Each entry that follows should be given again word for word; please leave out its pictures.

+++

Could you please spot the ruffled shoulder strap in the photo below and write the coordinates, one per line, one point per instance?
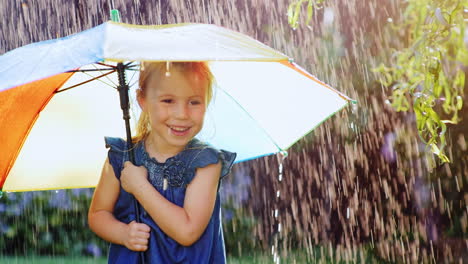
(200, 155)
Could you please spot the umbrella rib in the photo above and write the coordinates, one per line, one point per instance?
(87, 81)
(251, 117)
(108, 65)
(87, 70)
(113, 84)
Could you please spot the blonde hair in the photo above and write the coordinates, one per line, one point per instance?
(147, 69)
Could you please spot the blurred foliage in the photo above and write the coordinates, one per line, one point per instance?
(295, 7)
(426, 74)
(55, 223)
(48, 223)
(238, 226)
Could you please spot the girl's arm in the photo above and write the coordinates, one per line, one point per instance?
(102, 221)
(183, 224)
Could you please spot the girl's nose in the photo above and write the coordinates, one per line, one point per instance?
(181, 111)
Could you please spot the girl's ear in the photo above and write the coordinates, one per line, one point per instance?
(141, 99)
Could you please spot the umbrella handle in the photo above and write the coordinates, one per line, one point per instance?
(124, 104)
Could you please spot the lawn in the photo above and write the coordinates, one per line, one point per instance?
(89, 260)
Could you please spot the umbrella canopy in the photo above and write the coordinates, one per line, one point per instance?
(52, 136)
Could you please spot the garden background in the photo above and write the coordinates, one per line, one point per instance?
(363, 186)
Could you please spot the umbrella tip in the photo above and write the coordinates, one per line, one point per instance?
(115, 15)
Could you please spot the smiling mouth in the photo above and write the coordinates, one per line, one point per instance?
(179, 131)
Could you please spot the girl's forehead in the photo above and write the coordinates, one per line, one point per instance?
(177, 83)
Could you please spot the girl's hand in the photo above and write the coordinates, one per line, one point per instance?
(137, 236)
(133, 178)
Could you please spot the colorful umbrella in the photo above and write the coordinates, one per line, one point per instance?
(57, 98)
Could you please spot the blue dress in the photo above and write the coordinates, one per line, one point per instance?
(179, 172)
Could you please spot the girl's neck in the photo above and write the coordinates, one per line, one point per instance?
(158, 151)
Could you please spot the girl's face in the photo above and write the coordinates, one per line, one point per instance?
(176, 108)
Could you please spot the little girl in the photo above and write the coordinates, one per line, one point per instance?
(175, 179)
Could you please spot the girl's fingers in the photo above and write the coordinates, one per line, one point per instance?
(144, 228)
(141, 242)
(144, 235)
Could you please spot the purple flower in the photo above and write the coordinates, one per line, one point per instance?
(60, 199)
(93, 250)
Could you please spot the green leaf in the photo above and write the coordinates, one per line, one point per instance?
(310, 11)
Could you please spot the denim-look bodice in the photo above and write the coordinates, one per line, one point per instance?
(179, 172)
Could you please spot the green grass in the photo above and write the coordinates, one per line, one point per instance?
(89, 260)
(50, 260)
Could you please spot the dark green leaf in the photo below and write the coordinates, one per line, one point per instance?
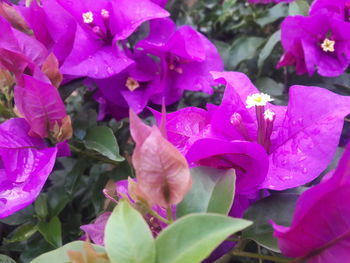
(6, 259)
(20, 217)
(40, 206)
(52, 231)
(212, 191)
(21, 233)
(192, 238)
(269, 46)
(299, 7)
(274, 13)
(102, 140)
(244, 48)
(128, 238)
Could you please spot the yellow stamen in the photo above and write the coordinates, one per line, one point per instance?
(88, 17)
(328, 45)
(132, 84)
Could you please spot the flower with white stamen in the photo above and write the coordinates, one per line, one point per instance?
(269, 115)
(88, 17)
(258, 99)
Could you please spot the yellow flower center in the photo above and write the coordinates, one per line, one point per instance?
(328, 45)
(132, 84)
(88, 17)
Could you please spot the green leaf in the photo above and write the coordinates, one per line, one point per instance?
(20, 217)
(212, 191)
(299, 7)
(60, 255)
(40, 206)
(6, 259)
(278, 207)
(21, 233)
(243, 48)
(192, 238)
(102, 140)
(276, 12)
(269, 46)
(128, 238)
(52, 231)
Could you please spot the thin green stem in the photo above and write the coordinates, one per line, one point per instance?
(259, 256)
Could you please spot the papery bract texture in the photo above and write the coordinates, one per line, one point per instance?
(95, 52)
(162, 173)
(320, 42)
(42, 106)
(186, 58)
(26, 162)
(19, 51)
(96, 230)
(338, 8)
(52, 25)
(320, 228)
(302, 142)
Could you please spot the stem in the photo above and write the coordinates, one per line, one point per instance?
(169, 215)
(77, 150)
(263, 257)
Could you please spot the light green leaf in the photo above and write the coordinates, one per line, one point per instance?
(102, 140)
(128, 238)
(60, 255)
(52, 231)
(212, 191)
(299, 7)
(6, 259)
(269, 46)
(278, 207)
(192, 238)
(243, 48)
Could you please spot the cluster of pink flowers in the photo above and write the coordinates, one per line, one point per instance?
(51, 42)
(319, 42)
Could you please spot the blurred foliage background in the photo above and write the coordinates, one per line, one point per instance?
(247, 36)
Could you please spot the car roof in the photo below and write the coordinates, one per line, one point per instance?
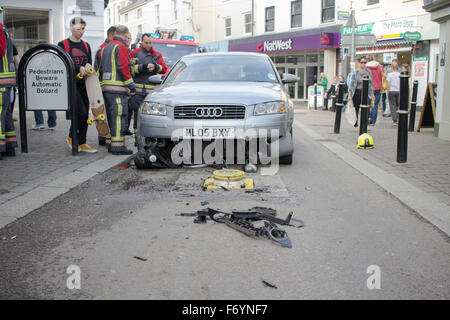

+++

OUTPUT OF THE EXERCISE.
Could you please spot the ruffled shoulder strap in the photo below and write the coordinates, one per line, one point per instance?
(200, 155)
Could you please spot the umbrella rib in the photo above and write the coordinates, one per line, one point per instance?
(87, 81)
(251, 117)
(108, 65)
(87, 70)
(113, 84)
Could you please spot the blonde hair in the photo above and write the coordinates, one per line, one point per instance?
(147, 69)
Could you please spot the blurred foliage in the photo above and write the coordinates, one per line, one point per instance?
(295, 7)
(426, 74)
(55, 223)
(48, 223)
(238, 226)
Could you please spot the girl's arm in the photo above and write the coordinates, one per line, one point per instance?
(102, 221)
(183, 224)
Could you please spot the girl's nose in the photo above and write the coordinates, one per line, one point per instance?
(181, 111)
Could you please spot the girl's ear in the photo above and write the coordinates, one per line, one point per instance?
(141, 99)
Could you please spot the umbrella handle in the photo above and write the coordinates, one per line, one point per instance?
(124, 104)
Could you please spot the lawn in the photo above and write the coordinates, one per line, one point per instance?
(89, 260)
Could you please spot the umbrella canopy in the photo above and write the coordinates, one per line, one point per instance?
(52, 136)
Could you please spot the garden background in the photo above and write the coordinates, one per line, one point per instance?
(363, 186)
Could you please spot the umbrella tip in the photo above and write the coordinates, one per line, one point per instance?
(115, 15)
Could you please spot the smiling mouth in the photo above and write the coordinates, one per line, one point per instance?
(179, 131)
Could you please spot the girl's forehead in the photo above and write the coordinates, one per line, one point per instance?
(177, 83)
Could you please spot the girl's hand in the photo above and write the coordinates, one per line, one point per instance?
(137, 236)
(133, 178)
Could you please spot the colorful umbrella in the photo above and write the coordinates, one per line, one point per instance?
(57, 98)
Could you please spot the blue dress in the photo above and write the coordinates, one per line, one point per instance?
(179, 172)
Could you please spot the girl's neck in the photo above and write the coordinates, one per line, one point per instance?
(158, 151)
Could you please spot the girl's face in the photo above and write the coordinates, one per line, one point per instance?
(176, 108)
Could you please spot the little girl in the photo above and write the coordinates, one per line, one point per instance?
(175, 179)
Could you please spot the girl's fingers in the photo above and write the coordinates, one per line, one point per instance?
(144, 228)
(141, 242)
(144, 235)
Could you please spot the purple flower in the photo above and write the coordinates, one per line, one point per instance?
(60, 199)
(93, 250)
Could you please spot the green leaf in the photo above and write the coordinates, one per line, one point per instance?
(310, 11)
Could you please spot the denim-look bodice in the photo above and write the coordinates, one per line, one point per instance?
(179, 172)
Could you please spot the green grass in the photo above and write the coordinates, one per line, one point per instance?
(89, 260)
(50, 260)
Could you please spot the dark green leaf in the photo below and write the coordinates, one per line, one point per instance?
(6, 259)
(20, 217)
(40, 206)
(52, 231)
(212, 191)
(21, 233)
(192, 238)
(269, 46)
(299, 7)
(274, 13)
(102, 140)
(244, 48)
(128, 238)
Could you please spot the yellow stamen in the photo above and write the coordinates, one per line, one point per instance?
(88, 17)
(328, 45)
(132, 84)
Could you please spot the flower with white stamen in the photo above and write the coordinates, one per line, one point per instance?
(269, 115)
(88, 17)
(258, 99)
Could you please spot the yellow flower center in the photo above and write the coordinates, one per line, one point per instance?
(328, 45)
(132, 84)
(88, 17)
Could you please spot the green leaf in the photo above and write the coordinates, one per line, one point per instance?
(20, 217)
(212, 191)
(299, 7)
(60, 255)
(40, 206)
(6, 259)
(278, 207)
(21, 233)
(243, 48)
(192, 238)
(102, 140)
(276, 12)
(269, 46)
(128, 238)
(52, 231)
Could you please spot the thin green stem in the photo above and write the coordinates, one per line, one point per instance?
(259, 256)
Could you please spot the papery bract texture in the photo above and write the coordinates, one per line, one point per instance?
(95, 52)
(162, 173)
(320, 42)
(42, 106)
(186, 58)
(26, 162)
(19, 51)
(96, 230)
(338, 8)
(52, 25)
(320, 228)
(302, 142)
Could you please spot the stem in the photo above and write the coordinates, one per line, one point per instance?
(169, 215)
(77, 150)
(263, 257)
Could you please spot the light green leaf in the photo above and write the coordinates, one per line, one point per instance?
(102, 140)
(128, 238)
(60, 255)
(52, 231)
(212, 191)
(299, 7)
(6, 259)
(269, 46)
(278, 207)
(192, 238)
(243, 48)
Could you please spot the cluster of pink flowers in the photo above and write the coordinates, one per line, one point per instance?
(51, 42)
(319, 42)
Could you please spot the blurred foliage background in the photo above and write the coordinates, one per line, one point per instance?
(247, 36)
Could you please spot the car roof in the photo below and write the coordinates, one per line, one point per instance?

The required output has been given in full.